WHAT TO DO
Reproduce word for word the passage of the Lake McIntosh fishing thread starting at "## berkshirepresident (Jul" and ending at "Still looks healthy......".

READING TEXT
>>>>

# Big Girl From Lake McIntosh NC



## NCbassattack (May 5, 2014)

Friend got his personal best at McIntosh today. Just look at this ten pound eleven oz football!
Bit a white Terminator spinner bait.


----------



## 1more (Jan 10, 2015)

That’s a toad!


----------



## BuckeyeFishin07 (Apr 10, 2017)

Someone needs to back away from the table a little sooner! haha


----------



## NCbassattack (May 5, 2014)

The ten pound four oz my nephew caught a few years back was 26.5 inches long. Two inches longer, yet somewhat lighter, and she was caught in summertime.


----------



## sherman51 (Apr 12, 2011)

I think he needs a bigger box!
sherman


----------



## berkshirepresident (Jul 24, 2013)

NCbassattack said:


> Friend got his personal best at McIntosh today. Just look at this ten pound eleven oz football!
> Bit a white Terminator spinner bait.


Wonder how old this fish is? Still looks healthy......


----------



## STRONGPERSUADER (Nov 5, 2006)

NCbassattack said:


> The ten pound four oz my nephew caught a few years back was 26.5 inches long. Two inches longer, yet somewhat lighter, and she was caught in summertime.
> View attachment 297677


Nice! I’m heading to Topsail in September. Hopefully get into another hammerhead like the one in my avatar on bigger.


----------



## NCbassattack (May 5, 2014)

The New River Inlet is a great place to get a hammerhead. They often hang around where fresh water mixes with salt. So do bull sharks..


----------



## STRONGPERSUADER (Nov 5, 2006)

Yea my daughter caught a bull the same trip. They were following shrimp boats. Good times.


----------

<<<<

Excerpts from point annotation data
>>>>

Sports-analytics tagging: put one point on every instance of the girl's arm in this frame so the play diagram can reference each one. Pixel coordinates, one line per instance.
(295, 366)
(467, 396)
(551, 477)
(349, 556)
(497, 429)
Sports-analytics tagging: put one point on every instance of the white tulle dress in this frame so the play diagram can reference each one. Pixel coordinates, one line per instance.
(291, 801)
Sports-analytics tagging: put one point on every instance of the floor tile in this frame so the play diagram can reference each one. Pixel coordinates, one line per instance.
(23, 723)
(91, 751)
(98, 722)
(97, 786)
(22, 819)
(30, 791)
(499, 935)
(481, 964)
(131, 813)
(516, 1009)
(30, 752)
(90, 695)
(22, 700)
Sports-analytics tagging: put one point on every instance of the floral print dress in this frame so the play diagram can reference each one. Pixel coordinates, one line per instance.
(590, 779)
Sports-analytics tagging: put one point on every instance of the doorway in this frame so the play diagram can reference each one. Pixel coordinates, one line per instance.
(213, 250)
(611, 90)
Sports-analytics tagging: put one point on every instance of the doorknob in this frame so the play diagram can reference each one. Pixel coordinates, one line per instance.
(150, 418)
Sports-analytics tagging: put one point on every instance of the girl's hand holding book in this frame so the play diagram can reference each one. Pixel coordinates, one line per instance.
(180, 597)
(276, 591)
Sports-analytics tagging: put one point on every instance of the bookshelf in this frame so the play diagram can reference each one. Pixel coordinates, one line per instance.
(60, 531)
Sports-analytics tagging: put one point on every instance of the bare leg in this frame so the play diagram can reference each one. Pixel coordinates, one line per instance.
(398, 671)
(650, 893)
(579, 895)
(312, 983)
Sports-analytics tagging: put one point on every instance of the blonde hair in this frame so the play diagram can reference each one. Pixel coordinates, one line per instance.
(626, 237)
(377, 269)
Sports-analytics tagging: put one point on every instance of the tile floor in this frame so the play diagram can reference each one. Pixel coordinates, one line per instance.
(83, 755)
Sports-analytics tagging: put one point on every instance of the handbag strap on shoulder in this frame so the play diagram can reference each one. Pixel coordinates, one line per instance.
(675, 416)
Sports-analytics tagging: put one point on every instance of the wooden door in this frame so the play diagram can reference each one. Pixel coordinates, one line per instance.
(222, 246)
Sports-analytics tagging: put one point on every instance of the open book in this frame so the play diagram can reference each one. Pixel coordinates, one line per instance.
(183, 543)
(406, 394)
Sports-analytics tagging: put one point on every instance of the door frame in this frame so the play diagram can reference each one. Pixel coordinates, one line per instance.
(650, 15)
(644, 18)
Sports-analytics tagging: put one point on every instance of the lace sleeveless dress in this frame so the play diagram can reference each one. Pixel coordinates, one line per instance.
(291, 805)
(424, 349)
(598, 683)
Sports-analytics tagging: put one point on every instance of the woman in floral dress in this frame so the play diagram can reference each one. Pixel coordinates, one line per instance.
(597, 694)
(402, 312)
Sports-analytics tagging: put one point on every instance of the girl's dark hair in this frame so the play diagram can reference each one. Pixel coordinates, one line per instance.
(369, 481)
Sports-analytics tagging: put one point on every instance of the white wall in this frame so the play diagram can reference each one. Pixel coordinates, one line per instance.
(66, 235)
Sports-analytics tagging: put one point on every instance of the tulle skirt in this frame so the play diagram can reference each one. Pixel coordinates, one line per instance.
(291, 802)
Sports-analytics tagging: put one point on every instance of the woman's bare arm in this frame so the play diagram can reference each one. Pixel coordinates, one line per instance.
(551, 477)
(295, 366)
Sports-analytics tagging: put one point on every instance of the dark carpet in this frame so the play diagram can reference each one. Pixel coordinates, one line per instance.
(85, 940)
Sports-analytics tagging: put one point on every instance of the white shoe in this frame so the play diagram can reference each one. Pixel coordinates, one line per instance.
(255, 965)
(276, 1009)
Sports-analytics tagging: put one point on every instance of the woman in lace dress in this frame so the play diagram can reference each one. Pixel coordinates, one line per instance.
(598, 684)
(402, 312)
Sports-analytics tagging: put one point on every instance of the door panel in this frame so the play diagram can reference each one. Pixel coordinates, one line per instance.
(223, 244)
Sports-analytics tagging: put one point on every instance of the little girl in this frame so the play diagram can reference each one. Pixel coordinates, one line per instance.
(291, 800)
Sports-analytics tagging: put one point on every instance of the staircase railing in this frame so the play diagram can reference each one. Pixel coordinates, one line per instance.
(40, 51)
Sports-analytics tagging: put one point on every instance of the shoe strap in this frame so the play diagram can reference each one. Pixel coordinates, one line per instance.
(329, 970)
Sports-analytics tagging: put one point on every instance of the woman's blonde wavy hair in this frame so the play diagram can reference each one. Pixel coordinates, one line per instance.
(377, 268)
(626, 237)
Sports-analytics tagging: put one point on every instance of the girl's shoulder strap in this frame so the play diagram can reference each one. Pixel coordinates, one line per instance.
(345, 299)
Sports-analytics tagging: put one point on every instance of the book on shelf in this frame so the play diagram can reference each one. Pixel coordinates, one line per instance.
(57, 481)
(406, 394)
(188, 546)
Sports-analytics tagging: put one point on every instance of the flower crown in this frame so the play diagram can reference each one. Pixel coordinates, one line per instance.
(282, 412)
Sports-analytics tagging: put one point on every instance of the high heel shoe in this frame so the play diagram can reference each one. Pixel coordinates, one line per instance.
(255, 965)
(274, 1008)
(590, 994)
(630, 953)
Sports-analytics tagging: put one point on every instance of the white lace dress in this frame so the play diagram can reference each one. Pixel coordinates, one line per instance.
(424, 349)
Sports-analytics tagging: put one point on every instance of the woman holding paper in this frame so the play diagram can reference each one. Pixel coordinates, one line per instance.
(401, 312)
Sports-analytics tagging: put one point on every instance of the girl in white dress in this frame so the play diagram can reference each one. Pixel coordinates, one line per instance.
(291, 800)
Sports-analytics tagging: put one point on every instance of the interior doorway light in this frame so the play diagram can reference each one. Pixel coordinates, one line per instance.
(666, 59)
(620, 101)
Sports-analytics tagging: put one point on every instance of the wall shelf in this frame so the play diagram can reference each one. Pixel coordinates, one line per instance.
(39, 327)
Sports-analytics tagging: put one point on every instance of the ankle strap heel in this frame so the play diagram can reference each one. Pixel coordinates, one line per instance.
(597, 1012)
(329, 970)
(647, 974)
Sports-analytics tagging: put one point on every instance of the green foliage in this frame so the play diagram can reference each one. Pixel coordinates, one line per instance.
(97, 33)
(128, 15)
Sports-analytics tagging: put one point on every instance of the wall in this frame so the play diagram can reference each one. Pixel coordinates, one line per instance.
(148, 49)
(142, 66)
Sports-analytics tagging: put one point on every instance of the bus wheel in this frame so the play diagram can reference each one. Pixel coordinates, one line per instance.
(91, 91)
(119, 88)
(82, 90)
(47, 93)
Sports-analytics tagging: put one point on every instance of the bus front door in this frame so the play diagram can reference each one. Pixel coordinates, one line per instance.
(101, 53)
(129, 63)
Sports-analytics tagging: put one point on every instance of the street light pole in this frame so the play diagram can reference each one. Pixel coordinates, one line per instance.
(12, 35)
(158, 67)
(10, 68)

<<<<

RESPONSE TO THE EXERCISE
## berkshirepresident (Jul 24, 2013)

NCbassattack said:


> Friend got his personal best at McIntosh today. Just look at this ten pound eleven oz football!
> Bit a white Terminator spinner bait.


Wonder how old this fish is? Still looks healthy......